A faithful copy of the data below is required, leaving out every picture.
[[ Supplied data, beginning ]]
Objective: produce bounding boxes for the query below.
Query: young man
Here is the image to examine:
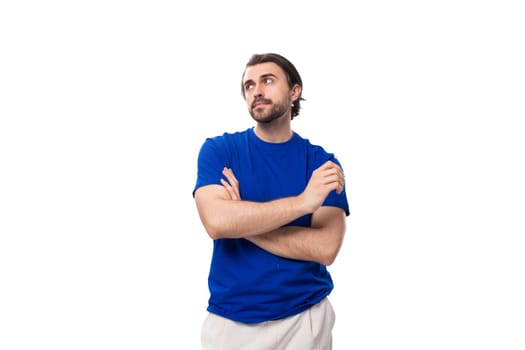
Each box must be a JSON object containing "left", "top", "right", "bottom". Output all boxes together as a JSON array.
[{"left": 193, "top": 53, "right": 350, "bottom": 349}]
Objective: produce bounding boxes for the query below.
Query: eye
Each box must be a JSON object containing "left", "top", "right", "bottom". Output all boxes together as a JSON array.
[
  {"left": 245, "top": 83, "right": 254, "bottom": 91},
  {"left": 264, "top": 77, "right": 273, "bottom": 84}
]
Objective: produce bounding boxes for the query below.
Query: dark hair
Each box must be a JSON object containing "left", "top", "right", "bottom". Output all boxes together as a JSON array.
[{"left": 241, "top": 53, "right": 305, "bottom": 119}]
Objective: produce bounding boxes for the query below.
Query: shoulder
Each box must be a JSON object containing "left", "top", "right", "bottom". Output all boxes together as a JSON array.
[
  {"left": 205, "top": 128, "right": 251, "bottom": 145},
  {"left": 293, "top": 132, "right": 344, "bottom": 168},
  {"left": 198, "top": 128, "right": 250, "bottom": 149},
  {"left": 294, "top": 132, "right": 333, "bottom": 157},
  {"left": 197, "top": 128, "right": 251, "bottom": 160}
]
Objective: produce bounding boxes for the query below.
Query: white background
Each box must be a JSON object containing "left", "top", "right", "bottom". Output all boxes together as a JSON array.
[{"left": 1, "top": 1, "right": 524, "bottom": 349}]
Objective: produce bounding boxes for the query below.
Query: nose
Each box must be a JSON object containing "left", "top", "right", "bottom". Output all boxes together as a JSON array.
[[ Supplied data, end ]]
### Answer to the exercise
Objective: produce bounding boxes for the query below.
Query: young man
Here is the image to examine:
Each box must be a JSON object containing "left", "top", "right", "bottom". Output all boxes together as a JSON array.
[{"left": 193, "top": 53, "right": 350, "bottom": 349}]
Objective: produce bounding boxes for the query below.
Query: eye
Each box must be a JSON object containing "left", "top", "right", "bottom". Output all boxes together as a JSON array.
[
  {"left": 245, "top": 83, "right": 254, "bottom": 91},
  {"left": 264, "top": 77, "right": 273, "bottom": 84}
]
Objective: produce bounding boxes for the query below.
Query: dark hair
Each box must be a JSON object containing "left", "top", "right", "bottom". Output all boxes together as a JSON array.
[{"left": 241, "top": 53, "right": 305, "bottom": 119}]
Objective: produce bounding boxes for the query below.
Query: shoulder
Each box must be a JSON object containing "left", "top", "right", "bottom". Output all boxes together as a JSON array.
[
  {"left": 205, "top": 128, "right": 251, "bottom": 145},
  {"left": 293, "top": 132, "right": 344, "bottom": 168},
  {"left": 198, "top": 128, "right": 250, "bottom": 149},
  {"left": 294, "top": 132, "right": 333, "bottom": 157},
  {"left": 197, "top": 128, "right": 251, "bottom": 160}
]
Objective: produce bounding boxes for the query below.
Query: white background
Each box must be a JSON object containing "left", "top", "right", "bottom". Output all boxes together as a JSON array.
[{"left": 1, "top": 1, "right": 524, "bottom": 349}]
Objective: produce bounding boxes for the query below.
Query: nose
Each box must be a JSON object containing "left", "top", "right", "bottom". Output all boxes together as a JSON array.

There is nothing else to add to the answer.